● **Stated goal**:
Reproduce the material verbatim, from its first line through the line that contains "160, 167, 250, 263", including that line.
▬▬▬▬▬▬
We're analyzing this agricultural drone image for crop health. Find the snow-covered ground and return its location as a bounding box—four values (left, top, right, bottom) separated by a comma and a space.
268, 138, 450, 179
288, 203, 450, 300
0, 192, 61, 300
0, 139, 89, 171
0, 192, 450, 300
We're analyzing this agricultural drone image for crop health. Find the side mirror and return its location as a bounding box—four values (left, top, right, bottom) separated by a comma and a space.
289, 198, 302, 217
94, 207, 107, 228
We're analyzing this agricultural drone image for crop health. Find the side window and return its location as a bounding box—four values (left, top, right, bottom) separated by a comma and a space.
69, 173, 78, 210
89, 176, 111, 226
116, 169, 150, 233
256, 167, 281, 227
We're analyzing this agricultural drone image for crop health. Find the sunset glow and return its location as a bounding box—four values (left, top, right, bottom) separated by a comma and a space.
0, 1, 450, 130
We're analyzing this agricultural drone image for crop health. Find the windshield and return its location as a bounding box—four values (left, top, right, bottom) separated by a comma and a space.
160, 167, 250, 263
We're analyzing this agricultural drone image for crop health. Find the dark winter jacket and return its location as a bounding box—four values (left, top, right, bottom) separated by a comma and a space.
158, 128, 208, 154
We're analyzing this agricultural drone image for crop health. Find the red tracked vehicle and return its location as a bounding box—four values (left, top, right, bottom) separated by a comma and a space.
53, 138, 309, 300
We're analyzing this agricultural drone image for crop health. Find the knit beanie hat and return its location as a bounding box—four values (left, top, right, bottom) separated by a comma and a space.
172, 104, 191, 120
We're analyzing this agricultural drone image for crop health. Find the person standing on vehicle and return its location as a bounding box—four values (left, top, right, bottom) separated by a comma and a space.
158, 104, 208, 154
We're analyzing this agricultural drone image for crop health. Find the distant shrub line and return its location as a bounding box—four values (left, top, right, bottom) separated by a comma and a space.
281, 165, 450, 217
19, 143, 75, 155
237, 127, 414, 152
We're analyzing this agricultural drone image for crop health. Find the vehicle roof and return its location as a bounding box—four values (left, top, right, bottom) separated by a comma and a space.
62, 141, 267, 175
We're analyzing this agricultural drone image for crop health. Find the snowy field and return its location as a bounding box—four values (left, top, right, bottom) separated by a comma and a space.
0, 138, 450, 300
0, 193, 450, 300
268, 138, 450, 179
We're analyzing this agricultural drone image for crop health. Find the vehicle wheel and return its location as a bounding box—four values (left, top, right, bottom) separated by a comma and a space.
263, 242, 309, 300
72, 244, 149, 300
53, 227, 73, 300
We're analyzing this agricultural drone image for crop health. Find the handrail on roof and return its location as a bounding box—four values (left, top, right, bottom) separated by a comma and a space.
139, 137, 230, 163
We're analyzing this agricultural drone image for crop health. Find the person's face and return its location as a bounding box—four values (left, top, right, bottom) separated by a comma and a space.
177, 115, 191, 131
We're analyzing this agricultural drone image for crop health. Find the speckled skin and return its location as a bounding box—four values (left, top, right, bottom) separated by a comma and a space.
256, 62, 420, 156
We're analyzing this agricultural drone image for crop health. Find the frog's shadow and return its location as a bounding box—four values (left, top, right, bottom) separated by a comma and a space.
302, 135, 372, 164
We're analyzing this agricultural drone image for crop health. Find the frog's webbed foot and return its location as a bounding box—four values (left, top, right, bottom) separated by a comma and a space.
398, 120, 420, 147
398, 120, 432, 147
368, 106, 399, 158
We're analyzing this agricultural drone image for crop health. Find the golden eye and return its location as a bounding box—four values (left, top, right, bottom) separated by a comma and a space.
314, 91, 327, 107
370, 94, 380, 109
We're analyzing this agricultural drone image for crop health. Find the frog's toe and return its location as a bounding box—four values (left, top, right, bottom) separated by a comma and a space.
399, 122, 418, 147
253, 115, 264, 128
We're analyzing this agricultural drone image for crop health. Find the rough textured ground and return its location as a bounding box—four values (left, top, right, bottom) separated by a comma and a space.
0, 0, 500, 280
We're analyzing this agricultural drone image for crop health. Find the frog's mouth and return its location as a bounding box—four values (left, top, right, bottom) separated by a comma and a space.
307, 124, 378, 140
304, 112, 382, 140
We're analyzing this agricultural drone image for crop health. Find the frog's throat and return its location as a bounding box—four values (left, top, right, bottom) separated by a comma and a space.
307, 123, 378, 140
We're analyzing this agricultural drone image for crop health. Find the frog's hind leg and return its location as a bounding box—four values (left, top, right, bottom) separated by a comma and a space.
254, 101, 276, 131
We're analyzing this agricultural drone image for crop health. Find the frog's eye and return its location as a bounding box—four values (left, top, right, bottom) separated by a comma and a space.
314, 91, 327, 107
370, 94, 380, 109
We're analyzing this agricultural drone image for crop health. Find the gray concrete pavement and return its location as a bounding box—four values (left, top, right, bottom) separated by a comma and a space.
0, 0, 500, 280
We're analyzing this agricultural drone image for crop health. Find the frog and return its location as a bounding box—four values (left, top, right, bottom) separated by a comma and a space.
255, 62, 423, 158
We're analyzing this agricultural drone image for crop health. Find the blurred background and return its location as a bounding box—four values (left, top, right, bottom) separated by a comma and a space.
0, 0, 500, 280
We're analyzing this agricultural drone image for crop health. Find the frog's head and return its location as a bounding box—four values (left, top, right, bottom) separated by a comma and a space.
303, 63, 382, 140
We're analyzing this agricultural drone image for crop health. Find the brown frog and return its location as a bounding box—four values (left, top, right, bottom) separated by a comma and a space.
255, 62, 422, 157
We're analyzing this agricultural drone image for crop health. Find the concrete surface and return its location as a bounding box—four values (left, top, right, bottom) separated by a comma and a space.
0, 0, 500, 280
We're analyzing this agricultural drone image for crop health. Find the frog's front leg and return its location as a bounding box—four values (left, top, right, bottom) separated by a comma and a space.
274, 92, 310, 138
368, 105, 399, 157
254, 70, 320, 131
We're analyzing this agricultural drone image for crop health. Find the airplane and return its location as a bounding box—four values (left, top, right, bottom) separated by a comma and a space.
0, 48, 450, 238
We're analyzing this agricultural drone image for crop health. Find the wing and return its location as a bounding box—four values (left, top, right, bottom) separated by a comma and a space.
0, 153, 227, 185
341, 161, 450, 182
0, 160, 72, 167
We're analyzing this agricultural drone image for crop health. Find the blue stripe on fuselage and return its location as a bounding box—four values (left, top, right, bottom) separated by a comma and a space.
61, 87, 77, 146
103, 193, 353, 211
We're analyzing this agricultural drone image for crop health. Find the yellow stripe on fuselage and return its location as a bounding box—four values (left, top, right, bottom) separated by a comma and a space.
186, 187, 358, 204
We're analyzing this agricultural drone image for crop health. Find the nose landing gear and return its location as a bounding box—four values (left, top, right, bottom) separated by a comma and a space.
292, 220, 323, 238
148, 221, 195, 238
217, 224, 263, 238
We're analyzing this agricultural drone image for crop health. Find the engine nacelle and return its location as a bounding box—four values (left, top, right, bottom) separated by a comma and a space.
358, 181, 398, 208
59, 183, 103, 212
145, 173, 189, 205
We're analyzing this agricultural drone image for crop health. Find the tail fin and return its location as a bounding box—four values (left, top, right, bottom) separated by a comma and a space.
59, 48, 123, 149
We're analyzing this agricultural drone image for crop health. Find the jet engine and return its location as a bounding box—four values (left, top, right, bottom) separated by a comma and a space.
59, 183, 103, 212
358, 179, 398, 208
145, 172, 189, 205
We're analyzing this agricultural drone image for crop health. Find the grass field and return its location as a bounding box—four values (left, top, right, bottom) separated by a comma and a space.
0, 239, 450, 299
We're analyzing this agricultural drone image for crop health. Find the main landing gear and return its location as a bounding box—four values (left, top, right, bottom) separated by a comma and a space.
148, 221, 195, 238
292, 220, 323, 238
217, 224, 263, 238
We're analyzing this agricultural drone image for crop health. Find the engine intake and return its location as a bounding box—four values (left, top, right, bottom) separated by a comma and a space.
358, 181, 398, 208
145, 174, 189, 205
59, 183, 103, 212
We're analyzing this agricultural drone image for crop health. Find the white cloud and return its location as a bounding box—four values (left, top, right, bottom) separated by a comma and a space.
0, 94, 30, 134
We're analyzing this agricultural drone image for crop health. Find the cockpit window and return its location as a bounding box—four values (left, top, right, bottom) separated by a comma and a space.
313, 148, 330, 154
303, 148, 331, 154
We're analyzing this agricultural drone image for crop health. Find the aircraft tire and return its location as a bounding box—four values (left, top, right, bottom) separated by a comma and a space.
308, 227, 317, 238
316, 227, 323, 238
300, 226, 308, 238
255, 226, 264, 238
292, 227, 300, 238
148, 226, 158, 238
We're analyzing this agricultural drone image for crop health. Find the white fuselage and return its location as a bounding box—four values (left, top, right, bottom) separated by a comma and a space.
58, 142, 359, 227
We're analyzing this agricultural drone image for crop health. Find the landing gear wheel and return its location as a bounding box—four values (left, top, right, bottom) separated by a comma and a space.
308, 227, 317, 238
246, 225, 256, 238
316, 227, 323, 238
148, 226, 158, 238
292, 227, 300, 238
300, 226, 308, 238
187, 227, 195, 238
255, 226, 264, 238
▬▬▬▬▬▬
● **Answer to the task**:
We're analyzing this agricultural drone image for crop health. Find the snow-covered ground and return its location as a bounding box—four values (left, top, right, bottom) separated by a comma and a space.
268, 138, 450, 179
288, 203, 450, 300
0, 192, 61, 300
0, 139, 89, 171
0, 192, 450, 300
We're analyzing this agricultural drone image for crop health. Find the side mirror and return its location as a bounding box—four values (left, top, right, bottom) separated by a comma and a space.
289, 198, 302, 217
94, 207, 107, 228
We're analyzing this agricultural drone image for crop health. Find the side window and return its location as a bounding box—four values (left, top, right, bottom) separated by a comma and a space.
69, 173, 78, 210
89, 176, 111, 226
116, 169, 150, 233
256, 167, 281, 227
We're analyzing this agricultural drone image for crop health. Find the sunset glow and return its location as a bounding box—four values (left, top, right, bottom) separated by a comma and a space.
0, 1, 450, 130
We're analyzing this agricultural drone image for crop health. Find the windshield and return its location as a bounding box—four values (left, top, right, bottom) separated by a comma and a space.
160, 167, 250, 263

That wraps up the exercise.